> Metin bölümü:
Galatasaray'ın yeni transferi Juan Pablo Pino, transfer sürecini değerlendirdi; özellikleri hakkında bilgi verip "Hazırım" mesajı gönderdi.

Galatasaray'ın yeni transferi Juan Pablo Pino, GS TV'de yayınlanan Kamp Günlüğü'ne konuştu.
Büyük bir kulübe geldin. Kendin de bunun farkındasın. Transferinden bu zamana kadar neler yaşadın, bu bizimle paylaşabilir misin?
Pino: Galatasaray taraftarına selamları iletmek istiyorum sizin aracılığınızla. Çok heyecanlıyım, çok mutluyum ve çok gururluyum, böyle büyük bir kulübe geldiğimden dolayı. Buraya gelmeden önce İtalya ve İspanya başta olmak üzere birçok kulüpten teklif aldım. Tabii Galatasaraydan teklif geldiği zaman hem kulübün büyüklüğü anlamında, hem taraftarın büyüklüğü anlamında beni çok etkiledi. Galatasarayı seçmemdeki nedenler de bunlardı. Kolombiyada bu taraftar baskısına ve taraftarla oynamaya alıştım. Tabii Monacoya geldiğimde işler biraz daha değişti. Orada durumlar biraz daha farklı. Büyük taraftarı olan büyük bir kulübü seçtim. Bu yüzden çok mutluyum, böyle bir tercih yaptığım için.

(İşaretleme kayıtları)

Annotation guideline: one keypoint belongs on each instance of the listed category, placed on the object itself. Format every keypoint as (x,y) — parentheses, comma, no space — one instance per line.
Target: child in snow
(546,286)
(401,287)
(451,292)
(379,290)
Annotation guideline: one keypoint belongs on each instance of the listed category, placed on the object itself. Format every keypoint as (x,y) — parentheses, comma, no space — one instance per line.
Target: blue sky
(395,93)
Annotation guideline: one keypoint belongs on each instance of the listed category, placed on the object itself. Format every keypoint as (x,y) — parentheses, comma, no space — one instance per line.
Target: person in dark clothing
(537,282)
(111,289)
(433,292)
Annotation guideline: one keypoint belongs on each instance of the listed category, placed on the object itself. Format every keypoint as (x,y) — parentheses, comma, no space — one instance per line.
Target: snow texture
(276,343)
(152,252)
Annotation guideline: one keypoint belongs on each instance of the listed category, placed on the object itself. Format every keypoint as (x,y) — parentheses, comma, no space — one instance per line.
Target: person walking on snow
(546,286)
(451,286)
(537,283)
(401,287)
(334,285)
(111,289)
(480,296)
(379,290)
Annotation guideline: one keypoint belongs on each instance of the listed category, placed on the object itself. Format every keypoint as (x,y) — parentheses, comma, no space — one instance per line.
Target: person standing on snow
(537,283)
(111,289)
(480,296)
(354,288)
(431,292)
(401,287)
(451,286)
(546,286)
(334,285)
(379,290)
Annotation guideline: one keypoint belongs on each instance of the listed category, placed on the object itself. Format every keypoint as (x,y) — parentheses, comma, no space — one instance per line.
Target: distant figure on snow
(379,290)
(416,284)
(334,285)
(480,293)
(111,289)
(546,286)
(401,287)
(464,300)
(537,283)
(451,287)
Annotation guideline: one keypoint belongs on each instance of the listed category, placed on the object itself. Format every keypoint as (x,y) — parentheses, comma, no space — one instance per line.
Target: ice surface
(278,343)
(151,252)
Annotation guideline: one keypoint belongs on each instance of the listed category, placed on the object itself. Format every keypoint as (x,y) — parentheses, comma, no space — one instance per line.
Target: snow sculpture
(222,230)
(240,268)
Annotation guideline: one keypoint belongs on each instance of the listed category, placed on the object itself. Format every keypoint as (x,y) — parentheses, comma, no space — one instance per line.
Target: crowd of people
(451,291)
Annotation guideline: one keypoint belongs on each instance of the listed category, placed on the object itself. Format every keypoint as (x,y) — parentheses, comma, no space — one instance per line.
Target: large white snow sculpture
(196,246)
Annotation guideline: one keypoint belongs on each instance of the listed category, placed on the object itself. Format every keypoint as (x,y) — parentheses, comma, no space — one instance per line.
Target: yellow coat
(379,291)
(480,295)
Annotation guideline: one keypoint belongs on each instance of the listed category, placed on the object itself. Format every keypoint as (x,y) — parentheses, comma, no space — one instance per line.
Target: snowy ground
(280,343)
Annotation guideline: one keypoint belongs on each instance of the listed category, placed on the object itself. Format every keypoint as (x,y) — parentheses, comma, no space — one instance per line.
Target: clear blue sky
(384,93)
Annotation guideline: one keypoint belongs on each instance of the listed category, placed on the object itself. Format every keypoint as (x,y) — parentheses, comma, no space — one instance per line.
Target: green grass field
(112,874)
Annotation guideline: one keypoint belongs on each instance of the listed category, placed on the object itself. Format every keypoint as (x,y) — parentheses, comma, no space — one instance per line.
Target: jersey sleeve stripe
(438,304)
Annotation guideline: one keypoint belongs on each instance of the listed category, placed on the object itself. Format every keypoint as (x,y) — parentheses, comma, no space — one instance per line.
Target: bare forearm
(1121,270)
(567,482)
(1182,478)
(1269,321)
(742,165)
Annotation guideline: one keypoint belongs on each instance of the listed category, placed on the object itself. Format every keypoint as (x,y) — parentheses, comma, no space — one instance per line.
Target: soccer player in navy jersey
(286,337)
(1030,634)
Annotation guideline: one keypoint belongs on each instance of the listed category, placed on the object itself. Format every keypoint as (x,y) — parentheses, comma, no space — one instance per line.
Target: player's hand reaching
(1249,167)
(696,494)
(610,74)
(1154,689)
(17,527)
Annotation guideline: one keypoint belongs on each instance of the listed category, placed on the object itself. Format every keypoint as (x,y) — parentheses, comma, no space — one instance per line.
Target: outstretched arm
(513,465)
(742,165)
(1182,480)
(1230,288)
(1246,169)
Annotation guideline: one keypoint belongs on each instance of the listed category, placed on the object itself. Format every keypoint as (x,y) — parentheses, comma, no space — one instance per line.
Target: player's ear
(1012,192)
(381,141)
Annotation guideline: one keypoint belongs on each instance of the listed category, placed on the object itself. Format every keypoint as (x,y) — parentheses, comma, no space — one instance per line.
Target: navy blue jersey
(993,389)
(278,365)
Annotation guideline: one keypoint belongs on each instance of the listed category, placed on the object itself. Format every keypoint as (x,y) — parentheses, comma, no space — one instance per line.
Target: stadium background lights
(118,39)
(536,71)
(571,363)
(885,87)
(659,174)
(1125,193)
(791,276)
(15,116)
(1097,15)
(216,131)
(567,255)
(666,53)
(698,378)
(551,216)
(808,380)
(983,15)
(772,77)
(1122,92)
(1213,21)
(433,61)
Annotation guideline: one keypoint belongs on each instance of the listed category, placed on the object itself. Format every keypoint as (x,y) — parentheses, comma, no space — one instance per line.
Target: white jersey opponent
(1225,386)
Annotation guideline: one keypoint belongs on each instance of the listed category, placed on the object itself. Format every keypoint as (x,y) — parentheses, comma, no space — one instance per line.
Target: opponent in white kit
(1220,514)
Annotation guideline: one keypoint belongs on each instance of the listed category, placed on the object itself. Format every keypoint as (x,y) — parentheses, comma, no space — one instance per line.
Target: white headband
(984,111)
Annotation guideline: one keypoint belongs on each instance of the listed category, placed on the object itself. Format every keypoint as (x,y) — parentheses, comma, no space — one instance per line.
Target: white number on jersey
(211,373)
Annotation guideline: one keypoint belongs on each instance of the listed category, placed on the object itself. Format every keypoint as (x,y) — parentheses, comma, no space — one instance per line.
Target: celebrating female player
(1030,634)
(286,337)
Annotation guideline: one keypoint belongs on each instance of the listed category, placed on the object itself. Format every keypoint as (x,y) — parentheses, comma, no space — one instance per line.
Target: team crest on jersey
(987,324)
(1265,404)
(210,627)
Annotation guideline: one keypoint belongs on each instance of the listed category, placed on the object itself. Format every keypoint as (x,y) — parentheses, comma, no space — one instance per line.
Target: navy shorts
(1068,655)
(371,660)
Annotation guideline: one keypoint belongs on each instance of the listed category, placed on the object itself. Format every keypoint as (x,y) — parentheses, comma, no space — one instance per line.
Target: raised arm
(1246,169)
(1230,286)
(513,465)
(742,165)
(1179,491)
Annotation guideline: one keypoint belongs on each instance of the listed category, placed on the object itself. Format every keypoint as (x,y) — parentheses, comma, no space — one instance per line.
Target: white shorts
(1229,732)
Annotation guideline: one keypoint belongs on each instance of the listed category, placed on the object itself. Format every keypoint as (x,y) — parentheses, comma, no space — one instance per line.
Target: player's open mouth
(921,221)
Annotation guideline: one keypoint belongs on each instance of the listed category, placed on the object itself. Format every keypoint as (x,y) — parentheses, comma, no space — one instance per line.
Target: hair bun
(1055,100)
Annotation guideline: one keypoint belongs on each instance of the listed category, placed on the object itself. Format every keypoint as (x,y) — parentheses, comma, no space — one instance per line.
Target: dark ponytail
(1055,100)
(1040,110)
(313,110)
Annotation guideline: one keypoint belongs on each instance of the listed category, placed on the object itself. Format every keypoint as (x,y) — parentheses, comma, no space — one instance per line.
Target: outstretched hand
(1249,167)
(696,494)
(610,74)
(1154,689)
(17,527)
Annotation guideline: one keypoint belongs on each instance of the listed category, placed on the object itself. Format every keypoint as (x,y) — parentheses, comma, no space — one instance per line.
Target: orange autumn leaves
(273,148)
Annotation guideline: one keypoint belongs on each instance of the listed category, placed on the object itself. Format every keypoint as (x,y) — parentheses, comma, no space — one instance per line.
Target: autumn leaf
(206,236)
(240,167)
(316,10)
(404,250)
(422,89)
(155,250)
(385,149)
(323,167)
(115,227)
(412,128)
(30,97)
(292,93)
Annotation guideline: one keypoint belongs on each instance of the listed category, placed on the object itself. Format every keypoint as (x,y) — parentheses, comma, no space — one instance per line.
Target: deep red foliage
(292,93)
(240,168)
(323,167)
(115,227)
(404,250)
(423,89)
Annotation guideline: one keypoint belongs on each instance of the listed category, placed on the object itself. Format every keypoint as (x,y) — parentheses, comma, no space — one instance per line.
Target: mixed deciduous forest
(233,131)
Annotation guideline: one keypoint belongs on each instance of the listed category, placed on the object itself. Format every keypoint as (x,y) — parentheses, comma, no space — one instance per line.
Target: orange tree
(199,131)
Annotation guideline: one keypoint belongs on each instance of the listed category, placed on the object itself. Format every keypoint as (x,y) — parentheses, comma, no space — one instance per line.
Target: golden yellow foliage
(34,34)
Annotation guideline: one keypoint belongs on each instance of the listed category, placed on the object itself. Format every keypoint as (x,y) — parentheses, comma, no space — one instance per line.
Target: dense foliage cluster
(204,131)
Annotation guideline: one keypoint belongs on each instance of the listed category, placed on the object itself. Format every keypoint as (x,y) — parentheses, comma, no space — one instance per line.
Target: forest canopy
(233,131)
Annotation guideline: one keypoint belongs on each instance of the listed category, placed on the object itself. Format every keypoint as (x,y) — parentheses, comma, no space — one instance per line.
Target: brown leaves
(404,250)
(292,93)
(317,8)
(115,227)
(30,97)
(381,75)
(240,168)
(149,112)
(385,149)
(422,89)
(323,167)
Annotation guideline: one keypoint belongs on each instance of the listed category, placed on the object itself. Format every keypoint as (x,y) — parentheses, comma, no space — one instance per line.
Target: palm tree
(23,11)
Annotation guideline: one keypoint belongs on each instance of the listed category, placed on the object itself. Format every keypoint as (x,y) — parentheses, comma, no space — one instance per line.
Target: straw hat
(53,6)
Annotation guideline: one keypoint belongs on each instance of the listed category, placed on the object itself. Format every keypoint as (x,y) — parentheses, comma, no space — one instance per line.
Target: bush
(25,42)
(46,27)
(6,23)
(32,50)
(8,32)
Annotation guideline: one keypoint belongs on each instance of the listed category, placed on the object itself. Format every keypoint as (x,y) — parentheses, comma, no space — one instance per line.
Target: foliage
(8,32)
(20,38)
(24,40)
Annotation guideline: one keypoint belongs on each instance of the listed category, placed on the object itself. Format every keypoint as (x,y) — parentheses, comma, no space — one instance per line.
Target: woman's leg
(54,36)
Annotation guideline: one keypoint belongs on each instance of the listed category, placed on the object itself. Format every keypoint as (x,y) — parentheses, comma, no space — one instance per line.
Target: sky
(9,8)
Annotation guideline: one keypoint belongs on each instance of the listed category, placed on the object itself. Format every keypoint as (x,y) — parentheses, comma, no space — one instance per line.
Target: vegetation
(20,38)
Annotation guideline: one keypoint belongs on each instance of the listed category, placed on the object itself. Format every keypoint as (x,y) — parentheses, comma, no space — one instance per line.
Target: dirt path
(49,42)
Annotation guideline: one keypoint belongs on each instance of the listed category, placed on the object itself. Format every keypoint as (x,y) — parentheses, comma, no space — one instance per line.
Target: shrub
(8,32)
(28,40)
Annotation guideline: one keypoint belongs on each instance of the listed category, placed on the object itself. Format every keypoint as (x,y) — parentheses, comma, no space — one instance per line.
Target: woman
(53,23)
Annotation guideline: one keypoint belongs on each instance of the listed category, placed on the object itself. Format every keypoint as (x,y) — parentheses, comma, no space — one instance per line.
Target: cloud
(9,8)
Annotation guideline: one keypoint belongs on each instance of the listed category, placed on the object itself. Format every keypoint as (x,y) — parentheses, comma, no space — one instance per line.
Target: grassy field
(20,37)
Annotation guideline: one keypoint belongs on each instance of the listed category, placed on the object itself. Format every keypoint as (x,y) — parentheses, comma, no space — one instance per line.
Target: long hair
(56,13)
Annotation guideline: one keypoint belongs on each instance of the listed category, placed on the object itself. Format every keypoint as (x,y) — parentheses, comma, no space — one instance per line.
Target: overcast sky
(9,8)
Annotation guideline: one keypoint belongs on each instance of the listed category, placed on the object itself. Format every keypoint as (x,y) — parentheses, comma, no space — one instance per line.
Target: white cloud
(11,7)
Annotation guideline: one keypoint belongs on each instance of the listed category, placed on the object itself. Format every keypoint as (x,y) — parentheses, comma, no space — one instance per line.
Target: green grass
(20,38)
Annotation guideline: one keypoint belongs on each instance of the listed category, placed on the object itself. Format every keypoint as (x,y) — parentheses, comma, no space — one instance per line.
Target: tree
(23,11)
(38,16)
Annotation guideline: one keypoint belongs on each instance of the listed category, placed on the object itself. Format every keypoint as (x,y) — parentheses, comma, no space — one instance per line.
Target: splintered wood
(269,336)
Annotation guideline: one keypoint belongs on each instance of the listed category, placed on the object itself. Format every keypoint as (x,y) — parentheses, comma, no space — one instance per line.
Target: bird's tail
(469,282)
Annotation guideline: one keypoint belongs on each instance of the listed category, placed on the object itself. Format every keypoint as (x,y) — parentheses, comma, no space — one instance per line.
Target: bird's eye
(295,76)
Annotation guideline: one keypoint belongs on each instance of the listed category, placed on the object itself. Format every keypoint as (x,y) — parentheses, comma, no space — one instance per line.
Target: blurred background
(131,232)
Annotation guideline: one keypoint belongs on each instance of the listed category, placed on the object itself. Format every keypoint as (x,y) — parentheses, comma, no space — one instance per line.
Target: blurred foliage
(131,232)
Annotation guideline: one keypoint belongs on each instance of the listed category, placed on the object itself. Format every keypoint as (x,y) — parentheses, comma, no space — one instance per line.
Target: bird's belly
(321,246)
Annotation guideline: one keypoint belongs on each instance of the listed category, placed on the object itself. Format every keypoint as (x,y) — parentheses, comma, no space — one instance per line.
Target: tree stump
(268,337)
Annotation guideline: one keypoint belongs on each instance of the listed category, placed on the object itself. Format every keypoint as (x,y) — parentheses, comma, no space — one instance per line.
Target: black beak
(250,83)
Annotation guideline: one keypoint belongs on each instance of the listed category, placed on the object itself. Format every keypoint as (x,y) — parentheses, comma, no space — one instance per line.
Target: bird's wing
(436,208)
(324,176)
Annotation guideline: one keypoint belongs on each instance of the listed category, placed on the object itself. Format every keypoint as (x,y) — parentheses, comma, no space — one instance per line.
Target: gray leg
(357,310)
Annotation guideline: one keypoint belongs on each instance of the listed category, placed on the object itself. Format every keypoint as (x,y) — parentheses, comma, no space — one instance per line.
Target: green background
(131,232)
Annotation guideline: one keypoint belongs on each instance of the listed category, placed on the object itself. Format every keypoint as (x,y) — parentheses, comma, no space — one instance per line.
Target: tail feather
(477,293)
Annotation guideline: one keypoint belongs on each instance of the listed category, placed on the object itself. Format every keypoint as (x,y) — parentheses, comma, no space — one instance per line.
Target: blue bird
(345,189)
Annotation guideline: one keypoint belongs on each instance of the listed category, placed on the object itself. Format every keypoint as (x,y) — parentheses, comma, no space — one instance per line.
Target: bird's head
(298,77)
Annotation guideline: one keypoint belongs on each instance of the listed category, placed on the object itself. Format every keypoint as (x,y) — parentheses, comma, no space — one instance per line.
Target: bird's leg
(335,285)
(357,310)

> Yapılacak görevler:
1 > Juan Pablo Pino söyleşisindeki "Kolombiyada bu taraftar baskısına ve taraftarla oynamaya alıştım." cümlesini İngilizceye çevir.
2 > Pino söyleşisinde "Pino: Galatasaray taraftarına" ifadesinden "tercih yaptığım için." ifadesine kadar olan her şeyi hiç değiştirmeden yeniden yaz.

> Çözümler aşağıda:
1 > In Colombia, I got used to this fan pressure and to playing in front of the fans.

2 >
Pino: Galatasaray taraftarına selamları iletmek istiyorum sizin aracılığınızla. Çok heyecanlıyım, çok mutluyum ve çok gururluyum, böyle büyük bir kulübe geldiğimden dolayı. Buraya gelmeden önce İtalya ve İspanya başta olmak üzere birçok kulüpten teklif aldım. Tabii Galatasaraydan teklif geldiği zaman hem kulübün büyüklüğü anlamında, hem taraftarın büyüklüğü anlamında beni çok etkiledi. Galatasarayı seçmemdeki nedenler de bunlardı. Kolombiyada bu taraftar baskısına ve taraftarla oynamaya alıştım. Tabii Monacoya geldiğimde işler biraz daha değişti. Orada durumlar biraz daha farklı. Büyük taraftarı olan büyük bir kulübü seçtim. Bu yüzden çok mutluyum, böyle bir tercih yaptığım için.